*** RECORDS FOR THE TASK

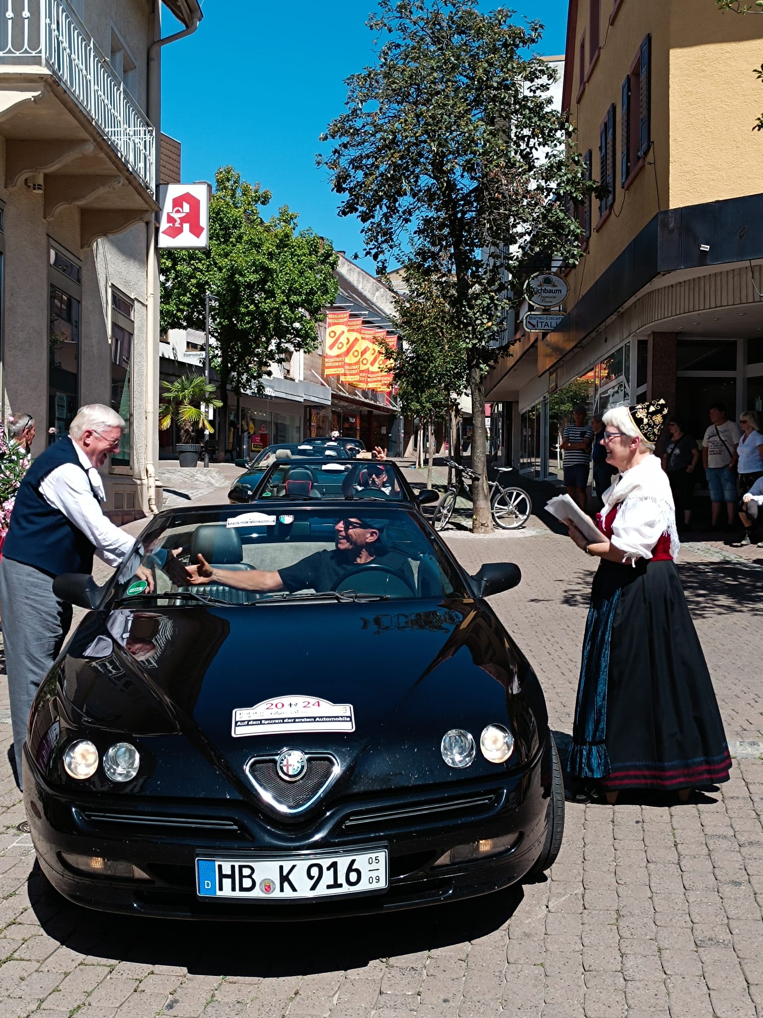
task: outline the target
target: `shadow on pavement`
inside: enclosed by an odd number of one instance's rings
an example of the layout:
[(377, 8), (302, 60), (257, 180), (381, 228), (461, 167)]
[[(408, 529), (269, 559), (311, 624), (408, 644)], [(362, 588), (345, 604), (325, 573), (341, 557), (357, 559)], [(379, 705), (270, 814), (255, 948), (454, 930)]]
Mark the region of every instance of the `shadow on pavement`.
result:
[[(378, 958), (462, 944), (501, 928), (523, 899), (521, 885), (470, 901), (319, 922), (203, 922), (112, 915), (43, 897), (37, 863), (32, 907), (43, 929), (97, 959), (177, 965), (196, 975), (310, 975), (363, 968)], [(302, 944), (303, 950), (292, 950)], [(305, 947), (309, 945), (309, 948)]]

******

> _GIVEN TASK_
Return the records above line for line, unchanged, leaving out the pictures.

> _REPLY TO THE EXERCISE_
task: outline the target
target: `shadow on pavement`
inside: enclosed by an odd number of one instance's rings
an example of the layout:
[(377, 8), (302, 60), (257, 180), (381, 228), (461, 167)]
[[(408, 529), (269, 559), (311, 624), (408, 644)], [(362, 588), (345, 604), (325, 573), (341, 557), (357, 559)], [(379, 705), (270, 814), (255, 948), (454, 930)]]
Mark the region of every instance of the `shadow on pavement`.
result:
[[(378, 958), (462, 944), (501, 928), (523, 899), (521, 885), (470, 901), (319, 922), (203, 922), (112, 915), (43, 897), (37, 863), (32, 907), (43, 929), (97, 959), (177, 965), (196, 975), (310, 975), (363, 968)], [(302, 944), (303, 950), (292, 950)], [(305, 947), (309, 945), (309, 948)]]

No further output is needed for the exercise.